CONSEGNE DELL'ESERCIZIO:
1. Nell'intervista sulla tragedia di Rouen, con quale risposta Mons. Tomasi dice che si vincerà la battaglia contro l'estremismo?
2. Per favore, scrivi il seguito dell'intervista sulla tragedia di Rouen a partire dall'ultima frase riportata.

D. – Mons. Tomasi, quello che il Papa da sempre rifiuta è definire quello che accade “guerra di religione”. Ma che tipo di interpretazione dare a quanto accaduto nella chiesa di Rouen? E’ stato un atto di violenza nei confronti di un uomo rappresentante di Dio…

R. – La tragedia di Rouen rappresenta, in un certo senso, una escalation della violenza, quasi una sfida al cuore stesso dei valori e della sensibilità del mondo europeo. Un altro sforzo, ancora più grande, di incutere paura, di bloccare il dialogo e di fare così in modo che venga accettata dalla gente comune la tentazione di dire che non si può convivere e che bisogna rispondere con la forza. Questo sarebbe un suicidio per l’Europa! Bisogna continuare a camminare sulla strada della fraternità e cercare di capire che questo tentativo ultimo di spingere ad una reazione violenta la popolazione, toccando le corde più delicate, come sono - appunto - quelle della convinzione religiosa, diventa una provocazione che non dobbiamo accettare. Noi vinceremo la battaglia contro l’estremismo, contro l’odio che imperversa, solo con una risposta completamente diversa, che è quella della fraternità, dell’amore, del rispetto reciproco, cercando di fare in modo che le condizioni sociali, che possono rappresentare una scusa per questi giovani della seconda e terza generazione di emigrati venuti da Paesi in maggioranza islamica, non siano una causa di frustrazione ma che vengano corrette in modo che ci sia uguaglianza nella società.

ESTRATTI DI DATI:
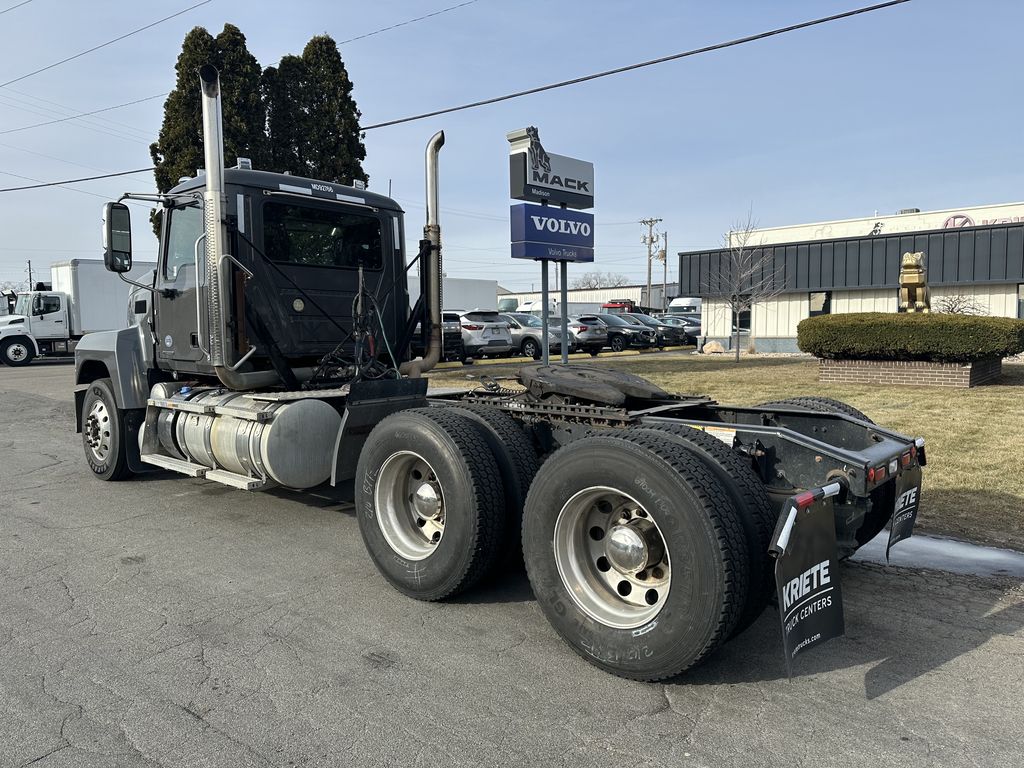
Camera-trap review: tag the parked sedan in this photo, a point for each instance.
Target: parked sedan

---

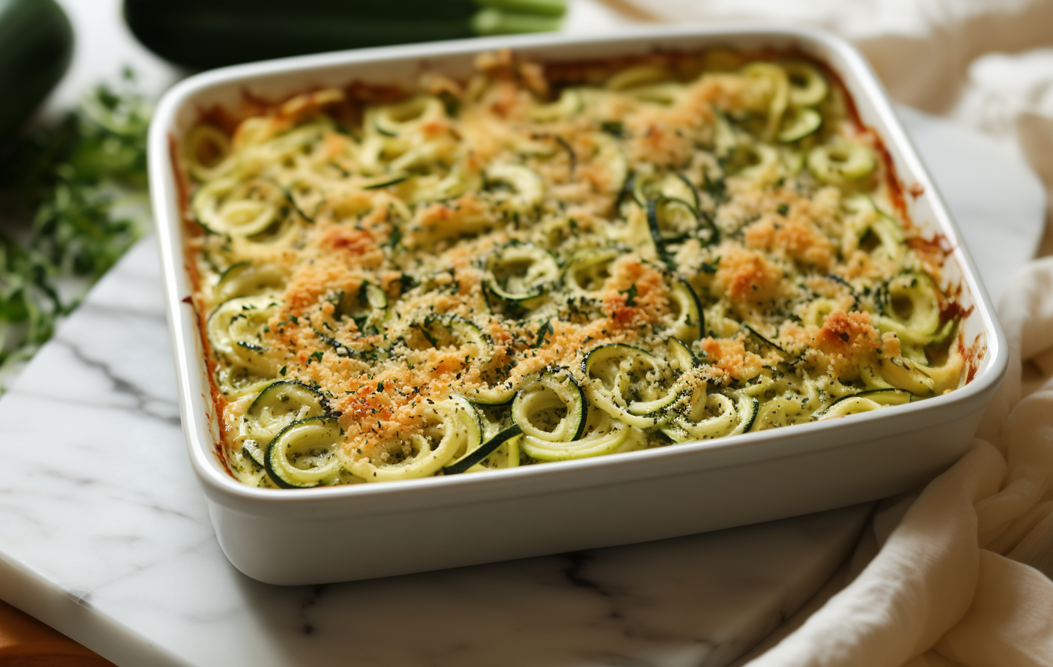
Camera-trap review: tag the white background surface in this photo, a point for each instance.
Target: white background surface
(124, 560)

RISPOSTE ATTESE:
1. Con la risposta della fraternità, dell'amore e del rispetto reciproco.

2.
La Commissione cattolica internazionale per le migrazioni (Icmc), nata nel 1951 con l’incoraggiamento e il sostegno dell’allora mons. Giovanni Battista Montini, futuro Papa Paolo VI, è una delle attività di servizio che la Chiesa cattolica esercita in questo momento ai milioni di persone che per ragioni di estrema povertà e, soprattutto, a causa della violenza, sono sulle strade del mondo. L’Icmc si avvale del lavoro di 500 persone sul terreno che aiutano decine di migliaia di rifugiati e di persone.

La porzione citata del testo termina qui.